──────── GIVEN RECORDS ────────
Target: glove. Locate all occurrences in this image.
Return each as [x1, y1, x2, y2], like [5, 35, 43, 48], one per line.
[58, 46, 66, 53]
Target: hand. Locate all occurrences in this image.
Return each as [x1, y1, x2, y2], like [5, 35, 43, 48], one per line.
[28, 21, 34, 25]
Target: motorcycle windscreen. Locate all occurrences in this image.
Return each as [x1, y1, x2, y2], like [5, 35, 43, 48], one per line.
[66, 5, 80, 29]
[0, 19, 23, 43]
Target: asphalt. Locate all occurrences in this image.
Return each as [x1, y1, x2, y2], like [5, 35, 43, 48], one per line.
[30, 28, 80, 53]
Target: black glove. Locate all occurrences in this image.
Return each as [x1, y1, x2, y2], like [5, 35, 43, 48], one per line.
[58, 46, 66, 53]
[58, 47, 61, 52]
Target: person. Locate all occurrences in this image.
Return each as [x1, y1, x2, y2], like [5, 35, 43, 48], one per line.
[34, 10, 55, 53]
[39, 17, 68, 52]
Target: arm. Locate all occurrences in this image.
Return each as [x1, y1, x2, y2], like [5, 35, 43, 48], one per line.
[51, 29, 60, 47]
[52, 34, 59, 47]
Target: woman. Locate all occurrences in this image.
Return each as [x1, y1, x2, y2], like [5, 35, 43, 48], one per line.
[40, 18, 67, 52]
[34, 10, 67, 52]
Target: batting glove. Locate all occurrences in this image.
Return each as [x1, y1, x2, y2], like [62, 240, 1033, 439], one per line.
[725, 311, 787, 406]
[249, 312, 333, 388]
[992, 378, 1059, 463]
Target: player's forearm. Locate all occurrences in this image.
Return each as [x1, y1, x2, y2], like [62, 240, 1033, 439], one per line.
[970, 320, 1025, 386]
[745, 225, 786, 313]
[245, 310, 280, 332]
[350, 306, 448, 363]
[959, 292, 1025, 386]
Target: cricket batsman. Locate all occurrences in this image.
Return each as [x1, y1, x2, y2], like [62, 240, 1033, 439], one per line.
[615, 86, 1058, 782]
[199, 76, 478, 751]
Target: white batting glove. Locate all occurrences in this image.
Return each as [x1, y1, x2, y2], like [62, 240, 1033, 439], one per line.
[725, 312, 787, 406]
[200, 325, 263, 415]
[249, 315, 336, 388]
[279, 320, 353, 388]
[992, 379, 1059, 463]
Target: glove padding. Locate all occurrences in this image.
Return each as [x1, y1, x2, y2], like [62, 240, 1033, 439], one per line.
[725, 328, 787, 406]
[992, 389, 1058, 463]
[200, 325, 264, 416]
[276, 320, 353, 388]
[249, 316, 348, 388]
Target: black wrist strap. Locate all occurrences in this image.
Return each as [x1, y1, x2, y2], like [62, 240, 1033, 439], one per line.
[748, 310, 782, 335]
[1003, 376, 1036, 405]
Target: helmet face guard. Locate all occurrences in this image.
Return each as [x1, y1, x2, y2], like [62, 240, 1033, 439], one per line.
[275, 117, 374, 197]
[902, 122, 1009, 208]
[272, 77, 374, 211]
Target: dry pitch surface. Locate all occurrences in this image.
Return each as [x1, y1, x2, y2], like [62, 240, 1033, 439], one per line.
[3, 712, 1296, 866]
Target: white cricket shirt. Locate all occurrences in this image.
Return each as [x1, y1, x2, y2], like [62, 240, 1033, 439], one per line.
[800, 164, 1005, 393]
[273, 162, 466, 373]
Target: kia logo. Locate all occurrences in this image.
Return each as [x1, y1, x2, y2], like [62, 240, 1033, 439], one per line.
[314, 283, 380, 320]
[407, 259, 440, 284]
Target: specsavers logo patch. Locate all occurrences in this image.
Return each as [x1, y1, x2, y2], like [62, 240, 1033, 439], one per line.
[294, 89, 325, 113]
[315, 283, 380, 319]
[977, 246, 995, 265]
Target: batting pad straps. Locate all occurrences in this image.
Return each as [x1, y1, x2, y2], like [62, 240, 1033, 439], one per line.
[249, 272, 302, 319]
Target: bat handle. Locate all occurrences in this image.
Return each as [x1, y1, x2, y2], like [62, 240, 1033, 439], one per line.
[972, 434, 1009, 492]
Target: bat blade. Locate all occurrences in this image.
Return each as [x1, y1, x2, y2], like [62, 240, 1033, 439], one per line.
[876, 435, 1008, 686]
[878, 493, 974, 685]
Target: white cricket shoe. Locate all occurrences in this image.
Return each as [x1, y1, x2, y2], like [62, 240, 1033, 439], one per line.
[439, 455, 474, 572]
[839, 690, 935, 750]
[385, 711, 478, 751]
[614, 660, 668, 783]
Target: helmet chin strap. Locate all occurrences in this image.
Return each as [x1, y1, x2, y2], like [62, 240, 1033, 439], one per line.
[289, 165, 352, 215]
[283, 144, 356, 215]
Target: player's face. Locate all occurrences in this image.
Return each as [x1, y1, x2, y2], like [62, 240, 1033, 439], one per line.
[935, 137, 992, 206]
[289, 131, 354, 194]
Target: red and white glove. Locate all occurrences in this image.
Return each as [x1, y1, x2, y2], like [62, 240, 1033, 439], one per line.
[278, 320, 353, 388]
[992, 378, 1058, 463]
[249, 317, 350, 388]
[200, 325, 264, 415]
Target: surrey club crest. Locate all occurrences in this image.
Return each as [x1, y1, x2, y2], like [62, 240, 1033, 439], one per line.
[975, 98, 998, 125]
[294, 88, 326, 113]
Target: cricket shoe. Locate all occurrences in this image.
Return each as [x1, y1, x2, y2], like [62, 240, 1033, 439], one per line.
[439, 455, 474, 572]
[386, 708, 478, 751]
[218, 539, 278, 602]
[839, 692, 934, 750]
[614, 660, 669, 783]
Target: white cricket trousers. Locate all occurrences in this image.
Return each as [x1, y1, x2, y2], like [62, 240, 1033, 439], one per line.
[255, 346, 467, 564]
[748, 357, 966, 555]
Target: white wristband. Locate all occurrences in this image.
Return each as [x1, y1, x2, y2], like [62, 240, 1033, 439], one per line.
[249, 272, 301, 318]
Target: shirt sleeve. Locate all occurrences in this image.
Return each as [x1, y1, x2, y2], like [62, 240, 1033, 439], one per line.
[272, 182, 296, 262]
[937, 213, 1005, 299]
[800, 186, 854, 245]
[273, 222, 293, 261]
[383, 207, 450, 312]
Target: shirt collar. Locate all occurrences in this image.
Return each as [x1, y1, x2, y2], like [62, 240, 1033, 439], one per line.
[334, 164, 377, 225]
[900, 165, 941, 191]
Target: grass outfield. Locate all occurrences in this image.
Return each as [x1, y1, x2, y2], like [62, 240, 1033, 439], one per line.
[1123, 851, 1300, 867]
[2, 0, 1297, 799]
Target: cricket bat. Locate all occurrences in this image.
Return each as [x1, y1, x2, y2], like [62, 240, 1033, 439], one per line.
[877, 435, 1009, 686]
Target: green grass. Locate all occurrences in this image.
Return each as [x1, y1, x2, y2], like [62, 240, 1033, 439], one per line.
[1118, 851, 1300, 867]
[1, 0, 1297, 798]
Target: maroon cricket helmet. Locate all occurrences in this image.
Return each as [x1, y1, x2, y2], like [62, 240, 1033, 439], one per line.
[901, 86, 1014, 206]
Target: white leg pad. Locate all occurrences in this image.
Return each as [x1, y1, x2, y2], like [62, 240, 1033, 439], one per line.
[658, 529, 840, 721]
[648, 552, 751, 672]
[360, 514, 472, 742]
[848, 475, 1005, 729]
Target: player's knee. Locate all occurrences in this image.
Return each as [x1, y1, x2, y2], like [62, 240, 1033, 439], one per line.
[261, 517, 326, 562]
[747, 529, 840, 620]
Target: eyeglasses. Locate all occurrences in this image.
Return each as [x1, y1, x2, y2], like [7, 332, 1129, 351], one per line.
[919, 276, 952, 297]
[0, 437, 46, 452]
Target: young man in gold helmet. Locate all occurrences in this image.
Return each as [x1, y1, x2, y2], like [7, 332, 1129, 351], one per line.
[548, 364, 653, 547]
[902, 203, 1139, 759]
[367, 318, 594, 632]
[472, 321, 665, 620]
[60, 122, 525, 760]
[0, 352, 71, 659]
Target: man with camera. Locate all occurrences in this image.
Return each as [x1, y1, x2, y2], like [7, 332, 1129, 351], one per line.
────────
TASK GOAL ->
From the data above, copy each line that holds "grass".

RESPONSE BELOW ->
Target: grass outfield. Locate all occurrences in this image.
Target: green grass. Locate all occurrences in this image.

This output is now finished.